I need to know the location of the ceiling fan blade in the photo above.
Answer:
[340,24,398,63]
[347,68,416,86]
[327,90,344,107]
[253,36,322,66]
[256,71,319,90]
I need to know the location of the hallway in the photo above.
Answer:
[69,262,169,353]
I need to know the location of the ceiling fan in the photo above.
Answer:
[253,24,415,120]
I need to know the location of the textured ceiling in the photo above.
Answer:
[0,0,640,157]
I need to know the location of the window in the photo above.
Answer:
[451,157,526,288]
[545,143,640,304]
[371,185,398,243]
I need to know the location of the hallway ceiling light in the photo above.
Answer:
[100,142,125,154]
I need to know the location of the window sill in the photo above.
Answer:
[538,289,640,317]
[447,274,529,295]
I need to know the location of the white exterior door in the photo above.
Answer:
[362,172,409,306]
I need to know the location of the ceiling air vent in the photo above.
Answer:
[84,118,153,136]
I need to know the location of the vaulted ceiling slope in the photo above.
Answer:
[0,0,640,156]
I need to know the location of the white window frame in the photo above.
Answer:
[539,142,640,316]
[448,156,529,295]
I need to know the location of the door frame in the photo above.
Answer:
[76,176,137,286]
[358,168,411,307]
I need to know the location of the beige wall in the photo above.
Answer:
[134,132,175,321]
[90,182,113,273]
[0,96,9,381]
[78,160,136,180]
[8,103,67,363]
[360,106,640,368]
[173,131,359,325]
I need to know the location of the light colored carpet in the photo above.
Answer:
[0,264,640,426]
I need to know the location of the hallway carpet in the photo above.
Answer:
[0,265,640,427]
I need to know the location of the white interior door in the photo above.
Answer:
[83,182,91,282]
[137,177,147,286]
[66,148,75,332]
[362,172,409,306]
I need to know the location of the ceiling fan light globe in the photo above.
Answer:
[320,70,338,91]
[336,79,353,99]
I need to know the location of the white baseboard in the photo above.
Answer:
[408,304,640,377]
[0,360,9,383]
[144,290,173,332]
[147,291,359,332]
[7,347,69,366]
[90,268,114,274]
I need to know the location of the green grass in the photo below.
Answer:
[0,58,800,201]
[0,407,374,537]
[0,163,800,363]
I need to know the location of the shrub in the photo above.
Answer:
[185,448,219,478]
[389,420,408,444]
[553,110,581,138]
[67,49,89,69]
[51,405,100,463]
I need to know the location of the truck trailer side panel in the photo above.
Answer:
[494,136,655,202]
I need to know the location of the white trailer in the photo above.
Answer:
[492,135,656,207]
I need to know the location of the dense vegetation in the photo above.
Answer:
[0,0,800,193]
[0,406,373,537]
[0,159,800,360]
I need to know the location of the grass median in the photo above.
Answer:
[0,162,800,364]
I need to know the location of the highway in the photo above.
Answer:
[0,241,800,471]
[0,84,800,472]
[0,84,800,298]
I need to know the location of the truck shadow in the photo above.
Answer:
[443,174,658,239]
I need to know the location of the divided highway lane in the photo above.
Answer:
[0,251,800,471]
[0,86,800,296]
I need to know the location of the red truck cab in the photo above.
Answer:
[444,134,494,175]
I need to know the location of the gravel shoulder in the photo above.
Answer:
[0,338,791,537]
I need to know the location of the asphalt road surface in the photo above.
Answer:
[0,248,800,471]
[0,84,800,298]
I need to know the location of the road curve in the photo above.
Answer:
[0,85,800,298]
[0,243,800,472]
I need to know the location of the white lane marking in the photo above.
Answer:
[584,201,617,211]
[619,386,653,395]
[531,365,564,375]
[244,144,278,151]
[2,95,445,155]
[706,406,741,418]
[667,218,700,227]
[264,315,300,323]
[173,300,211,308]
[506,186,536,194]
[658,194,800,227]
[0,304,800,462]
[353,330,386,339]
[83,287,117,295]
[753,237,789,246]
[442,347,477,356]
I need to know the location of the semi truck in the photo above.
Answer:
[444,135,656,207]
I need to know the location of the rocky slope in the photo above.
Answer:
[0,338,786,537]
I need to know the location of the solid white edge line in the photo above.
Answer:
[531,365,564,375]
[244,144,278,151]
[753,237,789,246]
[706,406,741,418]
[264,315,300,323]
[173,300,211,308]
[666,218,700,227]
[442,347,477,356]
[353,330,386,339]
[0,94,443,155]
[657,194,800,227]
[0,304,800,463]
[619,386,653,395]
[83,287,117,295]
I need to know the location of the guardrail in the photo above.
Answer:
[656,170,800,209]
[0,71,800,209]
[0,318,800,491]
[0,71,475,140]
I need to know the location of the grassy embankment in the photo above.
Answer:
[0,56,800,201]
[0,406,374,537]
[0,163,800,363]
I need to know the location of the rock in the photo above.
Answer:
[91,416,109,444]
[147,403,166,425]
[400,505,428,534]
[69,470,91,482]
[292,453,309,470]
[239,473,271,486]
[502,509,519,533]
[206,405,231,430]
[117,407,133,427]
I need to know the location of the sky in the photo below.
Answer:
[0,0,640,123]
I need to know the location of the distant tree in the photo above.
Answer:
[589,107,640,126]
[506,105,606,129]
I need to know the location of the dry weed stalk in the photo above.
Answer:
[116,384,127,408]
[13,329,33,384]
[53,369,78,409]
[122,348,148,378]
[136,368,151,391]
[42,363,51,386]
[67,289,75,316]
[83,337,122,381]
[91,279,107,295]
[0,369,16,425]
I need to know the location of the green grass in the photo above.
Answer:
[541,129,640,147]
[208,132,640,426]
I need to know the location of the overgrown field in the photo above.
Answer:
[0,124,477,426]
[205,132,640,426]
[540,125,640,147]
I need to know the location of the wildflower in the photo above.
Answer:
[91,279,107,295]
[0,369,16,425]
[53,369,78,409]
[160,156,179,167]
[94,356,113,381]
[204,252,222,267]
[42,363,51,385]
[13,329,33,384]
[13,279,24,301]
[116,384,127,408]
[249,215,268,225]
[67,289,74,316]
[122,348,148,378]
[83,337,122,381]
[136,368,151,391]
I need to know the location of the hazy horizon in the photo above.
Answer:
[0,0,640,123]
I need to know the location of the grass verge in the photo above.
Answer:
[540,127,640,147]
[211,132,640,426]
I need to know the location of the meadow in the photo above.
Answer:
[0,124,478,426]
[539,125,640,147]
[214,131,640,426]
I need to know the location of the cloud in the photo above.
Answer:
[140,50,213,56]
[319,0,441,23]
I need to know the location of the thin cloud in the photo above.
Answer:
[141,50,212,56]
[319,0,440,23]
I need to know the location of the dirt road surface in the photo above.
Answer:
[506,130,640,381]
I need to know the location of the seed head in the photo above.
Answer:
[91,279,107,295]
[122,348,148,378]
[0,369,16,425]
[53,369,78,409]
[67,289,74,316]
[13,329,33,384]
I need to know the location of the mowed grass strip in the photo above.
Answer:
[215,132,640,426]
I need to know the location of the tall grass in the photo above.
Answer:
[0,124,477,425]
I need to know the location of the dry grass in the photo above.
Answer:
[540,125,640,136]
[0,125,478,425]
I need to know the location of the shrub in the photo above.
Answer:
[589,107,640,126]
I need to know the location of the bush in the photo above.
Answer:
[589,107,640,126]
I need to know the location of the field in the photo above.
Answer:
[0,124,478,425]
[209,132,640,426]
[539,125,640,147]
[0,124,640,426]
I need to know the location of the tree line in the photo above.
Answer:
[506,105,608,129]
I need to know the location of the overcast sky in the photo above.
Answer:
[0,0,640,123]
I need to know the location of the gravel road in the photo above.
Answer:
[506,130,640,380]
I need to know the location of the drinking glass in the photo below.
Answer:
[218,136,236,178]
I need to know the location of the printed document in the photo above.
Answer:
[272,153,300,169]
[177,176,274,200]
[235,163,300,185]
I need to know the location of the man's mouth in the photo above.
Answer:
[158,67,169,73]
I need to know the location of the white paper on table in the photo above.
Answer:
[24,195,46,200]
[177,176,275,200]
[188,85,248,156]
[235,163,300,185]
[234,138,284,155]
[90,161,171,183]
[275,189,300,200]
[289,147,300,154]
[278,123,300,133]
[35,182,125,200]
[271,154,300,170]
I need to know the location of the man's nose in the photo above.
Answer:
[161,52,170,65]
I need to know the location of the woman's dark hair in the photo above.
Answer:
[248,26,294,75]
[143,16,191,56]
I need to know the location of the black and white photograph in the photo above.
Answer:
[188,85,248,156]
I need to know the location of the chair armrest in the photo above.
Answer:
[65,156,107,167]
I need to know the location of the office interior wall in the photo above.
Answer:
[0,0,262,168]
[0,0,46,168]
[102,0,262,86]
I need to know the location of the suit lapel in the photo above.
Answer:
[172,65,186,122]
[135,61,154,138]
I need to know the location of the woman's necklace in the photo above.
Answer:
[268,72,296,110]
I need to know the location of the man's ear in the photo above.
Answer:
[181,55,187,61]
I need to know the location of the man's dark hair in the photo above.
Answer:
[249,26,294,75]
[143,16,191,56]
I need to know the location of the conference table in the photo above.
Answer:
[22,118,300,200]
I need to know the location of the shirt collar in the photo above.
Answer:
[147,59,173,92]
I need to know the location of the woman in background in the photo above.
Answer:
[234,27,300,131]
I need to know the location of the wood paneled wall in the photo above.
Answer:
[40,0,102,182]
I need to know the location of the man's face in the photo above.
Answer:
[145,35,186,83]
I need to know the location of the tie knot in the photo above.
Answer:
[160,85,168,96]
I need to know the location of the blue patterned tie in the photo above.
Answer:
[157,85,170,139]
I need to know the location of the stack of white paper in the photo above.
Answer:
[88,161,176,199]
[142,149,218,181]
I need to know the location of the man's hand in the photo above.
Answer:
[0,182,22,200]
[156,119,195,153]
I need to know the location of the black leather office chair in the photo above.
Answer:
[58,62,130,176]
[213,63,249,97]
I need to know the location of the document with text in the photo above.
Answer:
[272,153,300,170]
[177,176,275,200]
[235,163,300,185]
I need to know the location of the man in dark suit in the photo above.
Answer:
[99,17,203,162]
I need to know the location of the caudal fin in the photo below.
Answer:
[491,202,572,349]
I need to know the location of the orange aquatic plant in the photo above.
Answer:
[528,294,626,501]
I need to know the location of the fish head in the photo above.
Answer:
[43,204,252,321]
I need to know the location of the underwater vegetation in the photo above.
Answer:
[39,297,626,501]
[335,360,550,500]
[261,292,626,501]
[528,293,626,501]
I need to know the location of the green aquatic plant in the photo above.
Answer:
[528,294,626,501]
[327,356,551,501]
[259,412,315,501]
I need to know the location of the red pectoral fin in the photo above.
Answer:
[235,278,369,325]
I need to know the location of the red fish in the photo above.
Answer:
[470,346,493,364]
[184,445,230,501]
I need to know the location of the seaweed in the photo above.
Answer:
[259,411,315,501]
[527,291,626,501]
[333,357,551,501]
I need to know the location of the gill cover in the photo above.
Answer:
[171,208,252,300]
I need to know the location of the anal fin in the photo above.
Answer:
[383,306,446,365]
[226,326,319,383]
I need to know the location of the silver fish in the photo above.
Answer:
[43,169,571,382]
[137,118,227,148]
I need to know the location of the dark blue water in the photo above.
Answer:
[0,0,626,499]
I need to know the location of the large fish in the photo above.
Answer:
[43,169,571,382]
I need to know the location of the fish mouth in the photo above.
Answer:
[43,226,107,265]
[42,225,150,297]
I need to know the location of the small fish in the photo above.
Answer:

## OBJECTIVE
Express the records starting at the line that contains "I need to know the location of the highway" and ending at the line that contains "[444,134,494,175]" as a two-column CSV with the columns record and answer. Use one row per record, and put each value in a single quoted field with line breaks replaced by spaces.

## EXPECTED OUTPUT
record,answer
"I need to know the location of the highway in the photo above. Answer:","[0,241,800,471] [0,84,800,472] [0,84,800,298]"
"I need to know the location of the truck shadow in the photo above. Answer:","[443,174,658,239]"
"I need to know the location of the divided highway lane in the photo above. Answer:","[0,251,800,471] [0,86,800,296]"
"I need to know the location of the red truck cab in the photo above. Answer:","[444,134,494,175]"